本文抜粋 =>
東京大学大学院 薬学系研究科 蛋白構造生物学教室


タンパク質と化合物の複合体構造研究から、
カギ穴にあう鍵(薬)を創る
創薬研究では立体構造の情報が重要


創薬研究に欠かせない、TLRの
立体構造解析が研究テーマ


 薬の多くは低分子化合物で、体内で特定の標的タンパク質に特異的に結合してその効果を発揮する。清水先生は、免疫系で働くタンパク質に注目し、タンパク質の立体構造と機能を解明、その働きを突き止める研究を進めている。
 先生は「私たちの身の回りにはウイルスや微生物などの病原菌が存在します。病原体が体内に侵入する前に皮膚で跳ね返し、涙や鼻水で洗い流します。この防御をすり抜けて体内に侵入した病原体に対処するのが、食細胞やリンパ球などの免疫細胞で構成される免疫システムです。
 病原体が侵入するとまず自然免疫が働きます。食細胞は手当り次第に病原菌を捕食します。最初のころは自然免疫は非特異的に病原体を食べるだけの原始的な機構と思われていましたが、病原体を認識して炎症反応を活性化させ病原体を攻撃すること、さらには後に続く獲得免疫を活性化させるという重要な役割を果たしていることがわかってきました。
 自然免疫における病原体を認識する代表的なセンサーがToll様受容体(Toll-like receptor、略称はTLR)です」という。
 TLRは、ヒトでは10種類が確認されており、2007年からその立体構造が次々と解明されている。清水先生が研究に取り組んだ頃、機能が不明なTLR10を除くと解明されていなかったTLRがTLR7, TLR8, TLR9の3つだったという。
 清水先生はTLR7から9の立体構造を明らかにすべく研究を続け、大きな成果を残しておられる。今回はその中でもTLR8の研究について紹介していただく。

TLR8と低分子化合物との
複合体構造の解析に成功


 「哺乳類のTLRは病原体センサーとして働き、病原体から身体を守る自然免疫で重要な働きをしていることが分かっています。中でもTLR7とTLR8は一本鎖RNAを認識します。
 面白いことにTLR7やTLR8は人工的に合成された低分子化合物にも反応します。イミキモド(商品名アルダラクリーム)という医薬品はTLR7を標的としたものであり、実際に臨床で使われています。確かにTLR7やTLR8と反応する低分子化合物はRNAの塩基部分と化学構造が類似しています。
 既に市販されている医薬品ですが、なぜ病態に対して効きめを発揮するのかを解明するには、TLR7やTLR8の構造情報が必要です。そのため我々はまずTLR8の構造解析を行ってきました。

分析用データ =>
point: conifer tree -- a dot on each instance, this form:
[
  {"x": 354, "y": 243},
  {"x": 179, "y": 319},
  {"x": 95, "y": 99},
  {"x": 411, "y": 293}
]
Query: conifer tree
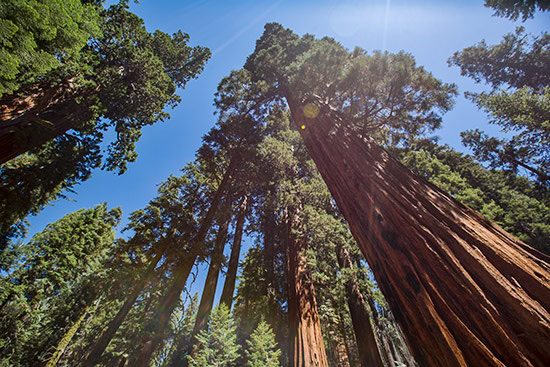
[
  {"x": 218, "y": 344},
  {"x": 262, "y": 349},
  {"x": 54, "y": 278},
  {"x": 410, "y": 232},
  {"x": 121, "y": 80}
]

--

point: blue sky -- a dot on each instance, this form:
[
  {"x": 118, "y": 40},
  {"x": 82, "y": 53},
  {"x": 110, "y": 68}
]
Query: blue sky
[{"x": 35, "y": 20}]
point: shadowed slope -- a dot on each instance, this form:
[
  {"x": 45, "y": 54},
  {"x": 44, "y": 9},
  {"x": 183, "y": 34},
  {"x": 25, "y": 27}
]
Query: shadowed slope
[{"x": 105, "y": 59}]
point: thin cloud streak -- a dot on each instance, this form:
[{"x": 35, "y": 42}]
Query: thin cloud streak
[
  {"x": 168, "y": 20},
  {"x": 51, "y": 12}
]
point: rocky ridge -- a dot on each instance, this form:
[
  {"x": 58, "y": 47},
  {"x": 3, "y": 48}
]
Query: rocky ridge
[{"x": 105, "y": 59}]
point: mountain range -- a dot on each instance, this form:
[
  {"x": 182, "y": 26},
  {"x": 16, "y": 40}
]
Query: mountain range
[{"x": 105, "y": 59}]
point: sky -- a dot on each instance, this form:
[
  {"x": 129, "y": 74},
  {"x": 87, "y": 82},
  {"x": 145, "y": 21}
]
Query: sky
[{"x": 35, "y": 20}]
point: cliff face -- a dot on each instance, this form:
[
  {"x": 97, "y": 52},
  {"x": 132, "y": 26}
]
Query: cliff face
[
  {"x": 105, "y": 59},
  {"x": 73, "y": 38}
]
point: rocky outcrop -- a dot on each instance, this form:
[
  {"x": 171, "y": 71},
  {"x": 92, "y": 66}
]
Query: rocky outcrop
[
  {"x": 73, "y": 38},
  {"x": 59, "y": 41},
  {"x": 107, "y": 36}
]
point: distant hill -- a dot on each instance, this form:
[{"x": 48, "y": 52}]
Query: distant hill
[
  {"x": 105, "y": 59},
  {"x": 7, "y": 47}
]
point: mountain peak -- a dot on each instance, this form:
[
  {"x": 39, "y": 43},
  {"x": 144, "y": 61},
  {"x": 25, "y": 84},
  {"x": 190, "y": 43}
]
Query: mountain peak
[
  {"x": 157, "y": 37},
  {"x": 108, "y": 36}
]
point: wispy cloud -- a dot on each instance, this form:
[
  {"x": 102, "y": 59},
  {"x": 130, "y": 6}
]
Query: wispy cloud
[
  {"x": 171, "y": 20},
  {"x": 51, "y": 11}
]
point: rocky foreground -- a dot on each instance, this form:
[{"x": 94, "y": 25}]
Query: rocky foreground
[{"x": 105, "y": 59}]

設問 1 =>
本文抜粋に番号付きで登場するTLRをすべて挙げてください。
設問 2 =>
本文抜粋の内容と次の記述が一致するか、それぞれ「はい」か「いいえ」で答え、判断の根拠となる本文の語句をそのまま引用してください。
(a) ヒトでは10種類のTLRが確認されている。
(b) TLR7とTLR8は二本鎖RNAを認識する。
(c) イミキモドはTLR8を標的とした医薬品である。
設問 3 =>
本文抜粋のうち「TLRは、ヒトでは10種類が確認されており」で始まる段落を、主な事実を保ったまま箇条書きに書き改めてください。
記録は参照しなくても解答できます。

解答 1 =>
TLR7、TLR8、TLR9、TLR10

解答 2 =>
(a) はい。「TLRは、ヒトでは10種類が確認されており」
(b) いいえ。「中でもTLR7とTLR8は一本鎖RNAを認識します。」
(c) いいえ。「イミキモド(商品名アルダラクリーム)という医薬品はTLR7を標的としたものであり」

解答 3 =>
- ヒトでは10種類のTLRが確認されている。
- 2007年から、TLRの立体構造が次々と解明されている。
- 清水先生が研究に取り組んだ頃、機能が不明なTLR10を除くと、未解明のTLRはTLR7、TLR8、TLR9の3つだった。